» Challenge A
In the article on Russian bounties, to whom did Pompeo say he delivered his own warning?
» Challenge B
Copy the article on Russian bounties word for word, between "WASHINGTON — Secretary" and "Sergey V. Lavrov.", inclusive.

» Quoted passage
>> Start
WASHINGTON — Secretary of State Mike Pompeo said he warned Russia against offering bounties for killing American and coalition troops in Afghanistan, even as President Trump has denigrated as a “hoax” a C.I.A. assessment that Russia carried out such a covert operation.
Mr. Pompeo’s remarks in an interview on Wednesday came as new details emerged about one aspect of evidence, involving Russian passport numbers, that led C.I.A. analysts to link the suspected bounty operation to the elite Unit 29155 of Russia’s military intelligence agency, known as the G.R.U.
The secretary of state also disclosed that the Pentagon similarly cautioned Russian military leaders about the suspected bounties as he acknowledged that he had delivered his own warning to Russia’s foreign minister, Sergey V. Lavrov.
“If the Russians are offering money to kill Americans or, for that matter, other Westerners as well, there will be an enormous price to pay. That’s what I shared with Foreign Minister Lavrov,” Mr. Pompeo told Radio Free Europe and Radio Liberty during a trip to the Czech Republic, according to a State Department transcript. “I know our military has talked to their senior leaders, as well. We won’t brook that. We won’t tolerate that.”
By contrast, Mr. Trump said late last month that he had not brought up the suspected operation when he spoke with President Vladimir V. Putin of Russia, dismissing it as “an issue that many people said was fake news.” Russian officials have denied the accusations.
>> End
» Material
>> Start
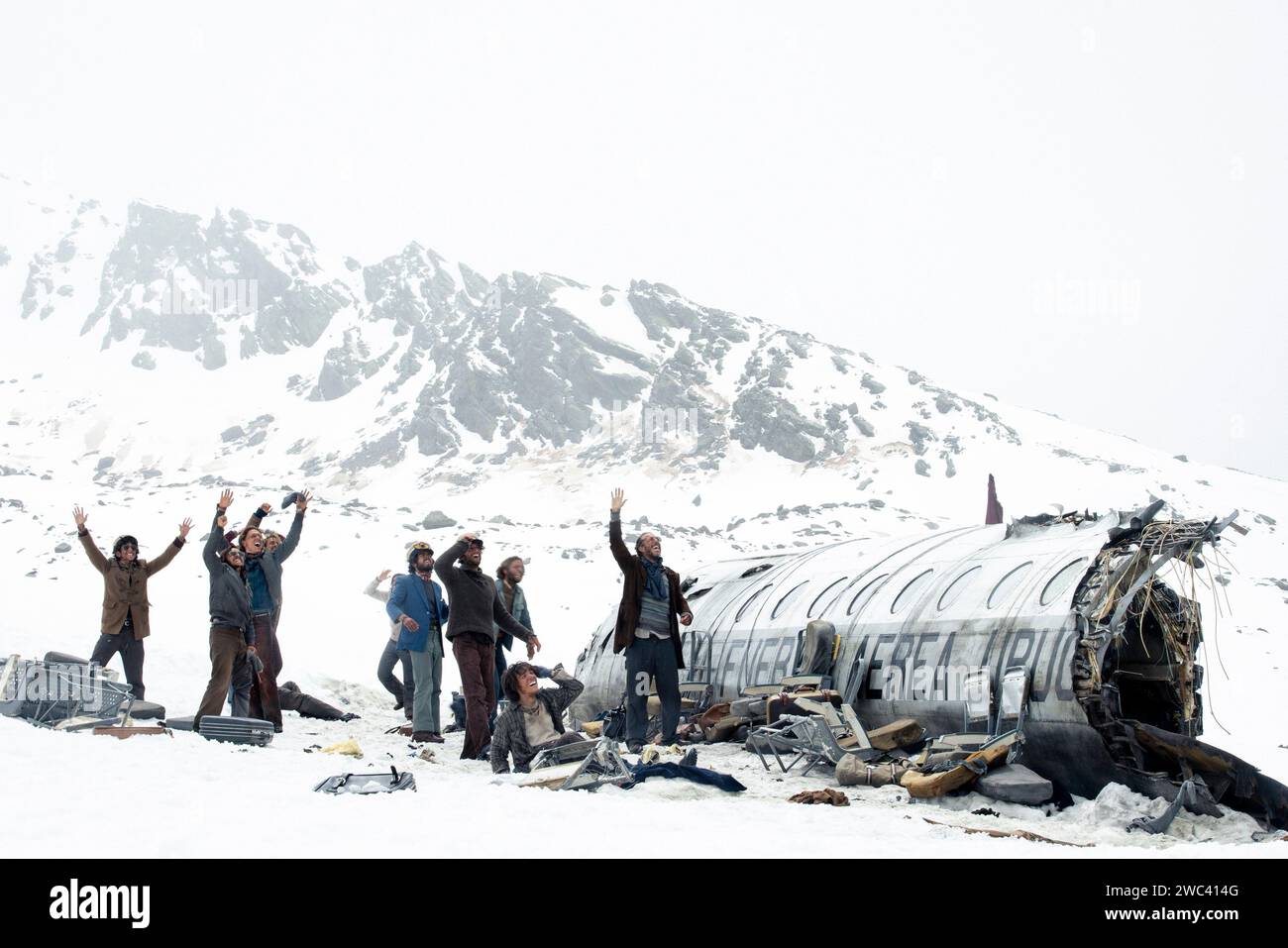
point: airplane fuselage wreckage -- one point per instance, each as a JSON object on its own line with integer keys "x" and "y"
{"x": 1095, "y": 616}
>> End
» Final result A
Russia's foreign minister, Sergey V. Lavrov.

» Final result B
WASHINGTON — Secretary of State Mike Pompeo said he warned Russia against offering bounties for killing American and coalition troops in Afghanistan, even as President Trump has denigrated as a “hoax” a C.I.A. assessment that Russia carried out such a covert operation.
Mr. Pompeo’s remarks in an interview on Wednesday came as new details emerged about one aspect of evidence, involving Russian passport numbers, that led C.I.A. analysts to link the suspected bounty operation to the elite Unit 29155 of Russia’s military intelligence agency, known as the G.R.U.
The secretary of state also disclosed that the Pentagon similarly cautioned Russian military leaders about the suspected bounties as he acknowledged that he had delivered his own warning to Russia’s foreign minister, Sergey V. Lavrov.